--- Begin MATERIAL PROVIDED ---

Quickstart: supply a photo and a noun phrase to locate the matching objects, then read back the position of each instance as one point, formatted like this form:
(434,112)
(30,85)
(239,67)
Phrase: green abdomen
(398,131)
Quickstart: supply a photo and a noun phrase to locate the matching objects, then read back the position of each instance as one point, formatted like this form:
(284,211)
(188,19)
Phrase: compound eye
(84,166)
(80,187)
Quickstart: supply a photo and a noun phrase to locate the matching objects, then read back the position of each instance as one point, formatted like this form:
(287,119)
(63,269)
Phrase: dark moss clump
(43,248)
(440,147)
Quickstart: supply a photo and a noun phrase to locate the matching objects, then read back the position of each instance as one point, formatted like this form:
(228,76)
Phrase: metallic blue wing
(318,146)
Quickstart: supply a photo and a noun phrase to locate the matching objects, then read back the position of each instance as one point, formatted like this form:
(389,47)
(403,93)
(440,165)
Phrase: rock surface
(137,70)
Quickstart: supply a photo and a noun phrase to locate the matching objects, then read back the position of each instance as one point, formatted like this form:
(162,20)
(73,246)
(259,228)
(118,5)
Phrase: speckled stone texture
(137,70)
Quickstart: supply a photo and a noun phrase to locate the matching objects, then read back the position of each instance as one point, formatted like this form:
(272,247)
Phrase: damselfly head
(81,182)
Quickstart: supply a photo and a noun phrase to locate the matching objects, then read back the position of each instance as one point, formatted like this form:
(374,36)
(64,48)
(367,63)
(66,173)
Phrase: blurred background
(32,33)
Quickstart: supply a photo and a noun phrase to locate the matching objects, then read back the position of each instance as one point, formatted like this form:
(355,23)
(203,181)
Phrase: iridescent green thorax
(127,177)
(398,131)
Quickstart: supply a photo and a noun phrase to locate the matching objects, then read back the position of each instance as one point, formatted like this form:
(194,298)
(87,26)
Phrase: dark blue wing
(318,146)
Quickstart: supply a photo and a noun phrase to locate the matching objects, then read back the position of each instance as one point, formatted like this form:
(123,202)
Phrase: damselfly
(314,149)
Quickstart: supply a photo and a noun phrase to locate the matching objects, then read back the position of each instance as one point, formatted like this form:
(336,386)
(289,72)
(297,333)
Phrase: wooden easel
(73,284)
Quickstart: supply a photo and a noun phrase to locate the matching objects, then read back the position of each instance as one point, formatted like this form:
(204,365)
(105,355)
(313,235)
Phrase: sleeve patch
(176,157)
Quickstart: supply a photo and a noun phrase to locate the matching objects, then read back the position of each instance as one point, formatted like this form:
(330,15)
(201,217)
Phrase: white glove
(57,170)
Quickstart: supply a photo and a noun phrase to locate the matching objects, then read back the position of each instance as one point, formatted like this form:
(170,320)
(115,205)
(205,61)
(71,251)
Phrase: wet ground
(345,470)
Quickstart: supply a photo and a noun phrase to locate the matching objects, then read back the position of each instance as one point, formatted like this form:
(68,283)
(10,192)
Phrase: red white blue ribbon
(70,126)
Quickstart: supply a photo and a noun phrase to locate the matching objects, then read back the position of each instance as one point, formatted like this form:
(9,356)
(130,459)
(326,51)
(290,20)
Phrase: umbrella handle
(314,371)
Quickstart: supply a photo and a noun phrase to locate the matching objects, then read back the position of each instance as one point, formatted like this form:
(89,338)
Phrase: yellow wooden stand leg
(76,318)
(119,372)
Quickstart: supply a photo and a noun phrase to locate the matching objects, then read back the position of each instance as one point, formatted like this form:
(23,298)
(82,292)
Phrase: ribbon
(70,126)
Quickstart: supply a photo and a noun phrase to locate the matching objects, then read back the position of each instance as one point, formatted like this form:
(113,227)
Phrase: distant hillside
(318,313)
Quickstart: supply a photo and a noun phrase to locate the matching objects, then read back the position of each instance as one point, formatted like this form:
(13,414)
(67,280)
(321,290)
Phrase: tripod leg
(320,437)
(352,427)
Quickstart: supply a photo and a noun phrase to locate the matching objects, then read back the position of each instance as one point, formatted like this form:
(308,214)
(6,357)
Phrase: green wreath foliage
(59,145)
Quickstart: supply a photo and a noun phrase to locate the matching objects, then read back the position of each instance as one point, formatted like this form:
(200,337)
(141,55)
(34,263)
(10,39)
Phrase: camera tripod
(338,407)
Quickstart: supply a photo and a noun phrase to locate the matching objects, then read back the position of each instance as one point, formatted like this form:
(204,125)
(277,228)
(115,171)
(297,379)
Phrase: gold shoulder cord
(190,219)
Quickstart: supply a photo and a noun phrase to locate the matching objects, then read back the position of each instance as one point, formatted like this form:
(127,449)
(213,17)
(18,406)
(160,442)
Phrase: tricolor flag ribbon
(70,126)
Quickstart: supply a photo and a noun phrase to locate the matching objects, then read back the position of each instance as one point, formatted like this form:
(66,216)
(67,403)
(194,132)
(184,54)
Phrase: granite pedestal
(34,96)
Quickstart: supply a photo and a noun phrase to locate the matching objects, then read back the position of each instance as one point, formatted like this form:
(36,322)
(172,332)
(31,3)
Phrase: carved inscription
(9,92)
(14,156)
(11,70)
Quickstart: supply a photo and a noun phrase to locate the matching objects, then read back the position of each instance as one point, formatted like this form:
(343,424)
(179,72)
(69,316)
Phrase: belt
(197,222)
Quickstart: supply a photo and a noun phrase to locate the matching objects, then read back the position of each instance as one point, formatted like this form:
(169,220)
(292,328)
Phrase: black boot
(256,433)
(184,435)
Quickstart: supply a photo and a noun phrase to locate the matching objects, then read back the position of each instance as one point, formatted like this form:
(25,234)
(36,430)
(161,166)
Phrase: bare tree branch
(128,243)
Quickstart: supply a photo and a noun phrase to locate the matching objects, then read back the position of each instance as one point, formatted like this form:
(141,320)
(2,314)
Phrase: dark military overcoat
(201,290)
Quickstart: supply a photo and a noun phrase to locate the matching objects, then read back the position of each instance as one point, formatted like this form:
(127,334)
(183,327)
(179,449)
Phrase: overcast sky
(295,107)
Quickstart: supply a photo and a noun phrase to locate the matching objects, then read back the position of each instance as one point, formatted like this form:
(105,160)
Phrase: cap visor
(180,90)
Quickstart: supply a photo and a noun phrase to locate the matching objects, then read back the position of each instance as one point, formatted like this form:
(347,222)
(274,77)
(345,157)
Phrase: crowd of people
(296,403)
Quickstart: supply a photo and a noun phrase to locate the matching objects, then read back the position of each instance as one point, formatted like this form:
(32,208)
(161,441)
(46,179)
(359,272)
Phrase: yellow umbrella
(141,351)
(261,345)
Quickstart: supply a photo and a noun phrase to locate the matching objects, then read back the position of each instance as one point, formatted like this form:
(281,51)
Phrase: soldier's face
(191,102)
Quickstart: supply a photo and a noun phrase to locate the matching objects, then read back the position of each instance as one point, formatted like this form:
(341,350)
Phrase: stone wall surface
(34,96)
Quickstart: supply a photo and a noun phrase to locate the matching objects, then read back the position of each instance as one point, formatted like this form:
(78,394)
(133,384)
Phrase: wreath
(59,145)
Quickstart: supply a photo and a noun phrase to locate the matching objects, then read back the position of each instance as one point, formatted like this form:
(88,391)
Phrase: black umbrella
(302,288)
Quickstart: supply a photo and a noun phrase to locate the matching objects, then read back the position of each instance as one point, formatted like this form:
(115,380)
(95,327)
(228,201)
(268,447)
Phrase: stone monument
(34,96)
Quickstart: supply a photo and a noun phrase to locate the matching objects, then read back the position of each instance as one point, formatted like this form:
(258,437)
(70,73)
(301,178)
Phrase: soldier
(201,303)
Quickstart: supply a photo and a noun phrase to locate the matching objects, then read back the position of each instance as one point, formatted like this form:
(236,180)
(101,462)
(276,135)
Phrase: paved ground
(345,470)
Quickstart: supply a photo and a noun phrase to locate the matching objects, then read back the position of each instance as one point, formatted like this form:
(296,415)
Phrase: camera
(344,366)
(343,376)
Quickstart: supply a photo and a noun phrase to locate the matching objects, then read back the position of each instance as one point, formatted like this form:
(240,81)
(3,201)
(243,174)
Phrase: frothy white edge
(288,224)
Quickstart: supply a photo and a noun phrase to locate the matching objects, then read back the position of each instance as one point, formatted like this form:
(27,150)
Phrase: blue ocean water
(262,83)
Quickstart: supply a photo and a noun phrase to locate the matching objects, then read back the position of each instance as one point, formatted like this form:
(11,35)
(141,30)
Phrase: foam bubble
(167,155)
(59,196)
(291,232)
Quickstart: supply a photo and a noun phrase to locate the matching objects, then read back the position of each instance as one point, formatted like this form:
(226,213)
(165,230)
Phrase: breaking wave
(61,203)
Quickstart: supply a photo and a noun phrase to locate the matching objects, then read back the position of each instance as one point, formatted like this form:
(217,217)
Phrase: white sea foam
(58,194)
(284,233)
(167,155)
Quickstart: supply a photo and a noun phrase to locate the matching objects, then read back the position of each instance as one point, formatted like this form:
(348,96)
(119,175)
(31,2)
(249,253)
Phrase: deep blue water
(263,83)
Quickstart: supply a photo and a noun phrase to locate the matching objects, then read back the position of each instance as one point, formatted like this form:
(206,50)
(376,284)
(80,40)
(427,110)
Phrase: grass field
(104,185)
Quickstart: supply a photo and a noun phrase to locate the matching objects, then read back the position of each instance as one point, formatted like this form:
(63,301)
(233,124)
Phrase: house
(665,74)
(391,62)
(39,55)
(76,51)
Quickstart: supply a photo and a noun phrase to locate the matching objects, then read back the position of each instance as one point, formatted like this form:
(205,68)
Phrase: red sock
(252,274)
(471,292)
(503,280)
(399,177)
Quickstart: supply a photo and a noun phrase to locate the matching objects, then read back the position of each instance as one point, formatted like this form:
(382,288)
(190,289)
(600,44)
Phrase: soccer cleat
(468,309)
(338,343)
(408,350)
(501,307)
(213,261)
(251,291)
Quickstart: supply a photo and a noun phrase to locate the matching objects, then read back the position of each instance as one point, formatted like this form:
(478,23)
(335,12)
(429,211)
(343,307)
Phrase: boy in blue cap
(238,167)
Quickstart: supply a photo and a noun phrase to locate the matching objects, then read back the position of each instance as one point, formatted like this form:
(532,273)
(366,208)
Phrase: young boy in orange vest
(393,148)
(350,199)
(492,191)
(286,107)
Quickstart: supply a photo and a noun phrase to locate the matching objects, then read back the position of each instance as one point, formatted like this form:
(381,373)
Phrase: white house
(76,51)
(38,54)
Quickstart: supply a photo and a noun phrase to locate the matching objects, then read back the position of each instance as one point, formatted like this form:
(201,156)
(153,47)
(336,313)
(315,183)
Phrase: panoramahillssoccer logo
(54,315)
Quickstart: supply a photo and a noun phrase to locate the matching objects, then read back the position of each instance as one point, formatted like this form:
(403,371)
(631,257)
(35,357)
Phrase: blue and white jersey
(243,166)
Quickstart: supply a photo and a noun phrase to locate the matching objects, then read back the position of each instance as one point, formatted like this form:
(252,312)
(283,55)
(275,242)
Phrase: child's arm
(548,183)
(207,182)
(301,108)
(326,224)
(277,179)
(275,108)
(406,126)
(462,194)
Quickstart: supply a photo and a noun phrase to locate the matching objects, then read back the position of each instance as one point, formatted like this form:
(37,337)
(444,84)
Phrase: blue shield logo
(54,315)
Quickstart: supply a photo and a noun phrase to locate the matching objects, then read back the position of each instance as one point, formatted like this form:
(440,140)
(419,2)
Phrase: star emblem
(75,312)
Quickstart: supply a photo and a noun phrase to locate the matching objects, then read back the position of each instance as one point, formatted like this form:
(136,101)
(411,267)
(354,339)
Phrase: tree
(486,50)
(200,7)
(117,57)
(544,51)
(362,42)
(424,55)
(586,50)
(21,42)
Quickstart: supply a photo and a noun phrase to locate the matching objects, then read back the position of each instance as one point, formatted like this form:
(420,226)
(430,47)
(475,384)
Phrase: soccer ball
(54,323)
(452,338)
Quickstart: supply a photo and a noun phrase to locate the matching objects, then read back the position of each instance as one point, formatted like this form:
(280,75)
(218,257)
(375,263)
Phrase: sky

--- End MATERIAL PROVIDED ---

Please quote each line from the records above that contains the word "damselfly".

Phrase: damselfly head
Phrase: damselfly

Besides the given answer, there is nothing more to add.